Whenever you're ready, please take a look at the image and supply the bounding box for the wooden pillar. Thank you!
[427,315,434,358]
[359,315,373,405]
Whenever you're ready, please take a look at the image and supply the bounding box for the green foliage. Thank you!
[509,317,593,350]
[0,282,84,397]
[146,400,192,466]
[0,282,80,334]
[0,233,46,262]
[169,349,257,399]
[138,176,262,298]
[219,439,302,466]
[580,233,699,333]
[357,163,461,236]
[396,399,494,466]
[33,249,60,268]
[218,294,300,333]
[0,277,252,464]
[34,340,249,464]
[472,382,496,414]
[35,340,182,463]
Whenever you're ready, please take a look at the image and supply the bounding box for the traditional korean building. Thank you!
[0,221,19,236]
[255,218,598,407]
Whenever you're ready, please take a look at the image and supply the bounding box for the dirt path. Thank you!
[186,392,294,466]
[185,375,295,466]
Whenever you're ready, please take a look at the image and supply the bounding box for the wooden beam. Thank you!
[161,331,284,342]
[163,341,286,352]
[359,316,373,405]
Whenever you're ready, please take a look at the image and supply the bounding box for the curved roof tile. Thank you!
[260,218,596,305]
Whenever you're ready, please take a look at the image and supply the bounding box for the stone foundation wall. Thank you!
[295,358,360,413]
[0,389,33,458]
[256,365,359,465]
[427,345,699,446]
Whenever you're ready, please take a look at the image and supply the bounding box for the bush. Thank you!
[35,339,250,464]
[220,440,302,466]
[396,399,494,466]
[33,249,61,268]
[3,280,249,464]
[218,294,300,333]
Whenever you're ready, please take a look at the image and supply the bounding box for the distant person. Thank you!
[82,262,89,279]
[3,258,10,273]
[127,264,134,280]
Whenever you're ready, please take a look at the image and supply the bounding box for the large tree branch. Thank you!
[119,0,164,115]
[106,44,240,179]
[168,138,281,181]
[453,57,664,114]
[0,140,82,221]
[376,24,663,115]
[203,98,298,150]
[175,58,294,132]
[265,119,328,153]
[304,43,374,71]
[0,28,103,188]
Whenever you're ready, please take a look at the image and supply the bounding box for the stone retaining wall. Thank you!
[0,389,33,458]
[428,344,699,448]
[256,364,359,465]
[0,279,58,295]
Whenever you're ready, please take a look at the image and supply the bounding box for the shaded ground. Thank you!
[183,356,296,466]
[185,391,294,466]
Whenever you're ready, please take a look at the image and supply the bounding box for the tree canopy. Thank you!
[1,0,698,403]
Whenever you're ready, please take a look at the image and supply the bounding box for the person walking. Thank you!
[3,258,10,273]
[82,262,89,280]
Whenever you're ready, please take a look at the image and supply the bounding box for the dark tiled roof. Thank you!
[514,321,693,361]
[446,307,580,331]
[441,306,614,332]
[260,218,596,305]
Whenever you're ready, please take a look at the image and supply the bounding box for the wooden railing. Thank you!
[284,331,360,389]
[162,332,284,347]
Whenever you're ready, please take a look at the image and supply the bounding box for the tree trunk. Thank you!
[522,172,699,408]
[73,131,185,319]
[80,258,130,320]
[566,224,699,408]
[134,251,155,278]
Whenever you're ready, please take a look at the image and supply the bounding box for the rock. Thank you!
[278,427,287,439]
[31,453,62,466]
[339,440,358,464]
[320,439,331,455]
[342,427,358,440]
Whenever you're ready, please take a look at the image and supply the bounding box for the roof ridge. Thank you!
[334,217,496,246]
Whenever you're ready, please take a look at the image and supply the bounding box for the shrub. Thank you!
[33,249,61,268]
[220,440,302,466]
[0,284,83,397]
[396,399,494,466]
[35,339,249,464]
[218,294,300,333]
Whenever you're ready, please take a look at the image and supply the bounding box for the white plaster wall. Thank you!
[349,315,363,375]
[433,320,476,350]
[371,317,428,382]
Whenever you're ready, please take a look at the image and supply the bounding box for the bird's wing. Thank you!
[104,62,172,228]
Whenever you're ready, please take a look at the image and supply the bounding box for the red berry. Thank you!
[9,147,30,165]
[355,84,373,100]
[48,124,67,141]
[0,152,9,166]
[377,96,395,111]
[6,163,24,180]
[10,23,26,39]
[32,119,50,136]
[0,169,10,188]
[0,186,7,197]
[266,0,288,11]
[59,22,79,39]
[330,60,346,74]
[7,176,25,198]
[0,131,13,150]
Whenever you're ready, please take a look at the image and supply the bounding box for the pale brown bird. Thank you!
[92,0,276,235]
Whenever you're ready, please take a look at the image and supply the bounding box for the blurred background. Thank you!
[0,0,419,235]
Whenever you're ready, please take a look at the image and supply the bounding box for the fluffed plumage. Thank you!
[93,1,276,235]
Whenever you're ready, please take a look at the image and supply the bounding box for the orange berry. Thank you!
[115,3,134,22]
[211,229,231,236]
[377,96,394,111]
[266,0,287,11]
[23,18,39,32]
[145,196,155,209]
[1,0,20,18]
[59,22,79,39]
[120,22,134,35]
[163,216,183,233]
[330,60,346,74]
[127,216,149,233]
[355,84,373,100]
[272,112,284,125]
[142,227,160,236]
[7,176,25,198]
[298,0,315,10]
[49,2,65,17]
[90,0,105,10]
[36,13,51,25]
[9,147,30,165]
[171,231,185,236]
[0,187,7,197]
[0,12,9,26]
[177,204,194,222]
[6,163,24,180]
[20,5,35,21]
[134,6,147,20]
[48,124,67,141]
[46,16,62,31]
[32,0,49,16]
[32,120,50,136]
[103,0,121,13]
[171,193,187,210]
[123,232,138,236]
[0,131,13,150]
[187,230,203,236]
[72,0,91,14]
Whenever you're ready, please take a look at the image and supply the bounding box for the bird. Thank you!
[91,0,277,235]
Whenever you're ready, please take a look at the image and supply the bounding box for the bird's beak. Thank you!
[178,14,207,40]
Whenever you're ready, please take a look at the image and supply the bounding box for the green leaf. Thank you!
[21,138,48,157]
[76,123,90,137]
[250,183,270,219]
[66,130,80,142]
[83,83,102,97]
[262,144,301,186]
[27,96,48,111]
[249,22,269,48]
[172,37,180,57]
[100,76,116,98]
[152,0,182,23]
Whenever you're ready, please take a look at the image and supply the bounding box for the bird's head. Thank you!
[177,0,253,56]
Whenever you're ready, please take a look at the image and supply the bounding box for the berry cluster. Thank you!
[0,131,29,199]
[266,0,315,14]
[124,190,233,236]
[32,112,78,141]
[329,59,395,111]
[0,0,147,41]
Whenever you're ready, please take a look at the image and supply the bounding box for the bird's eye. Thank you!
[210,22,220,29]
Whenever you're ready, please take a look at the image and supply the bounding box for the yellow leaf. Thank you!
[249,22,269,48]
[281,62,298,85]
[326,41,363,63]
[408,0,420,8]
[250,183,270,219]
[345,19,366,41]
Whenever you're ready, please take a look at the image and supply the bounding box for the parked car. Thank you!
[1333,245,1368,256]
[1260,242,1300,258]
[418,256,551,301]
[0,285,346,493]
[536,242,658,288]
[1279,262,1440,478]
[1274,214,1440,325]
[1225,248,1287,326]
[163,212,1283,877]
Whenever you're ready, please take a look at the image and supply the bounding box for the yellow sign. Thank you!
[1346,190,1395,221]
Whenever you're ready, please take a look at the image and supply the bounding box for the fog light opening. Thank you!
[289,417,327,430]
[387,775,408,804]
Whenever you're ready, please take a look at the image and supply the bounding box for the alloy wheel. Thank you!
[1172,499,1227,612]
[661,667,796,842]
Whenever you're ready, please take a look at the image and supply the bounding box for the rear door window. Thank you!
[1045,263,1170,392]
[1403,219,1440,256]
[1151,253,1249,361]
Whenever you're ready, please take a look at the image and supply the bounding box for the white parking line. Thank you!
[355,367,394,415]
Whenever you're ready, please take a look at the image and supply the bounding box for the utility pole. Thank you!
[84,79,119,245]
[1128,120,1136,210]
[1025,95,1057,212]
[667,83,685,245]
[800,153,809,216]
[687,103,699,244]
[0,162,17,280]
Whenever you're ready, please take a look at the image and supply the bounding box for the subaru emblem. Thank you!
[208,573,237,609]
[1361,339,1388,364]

+++

#### [Task]
Copy out exactly the lines between the line with "emblem. Thank you!" and the last line of the entries, counting both of those lines.

#### [Worked solution]
Whenever you're ready, please take a look at the image and supply the bounding box for the subaru emblem. Thank you!
[208,573,237,609]
[1361,339,1388,364]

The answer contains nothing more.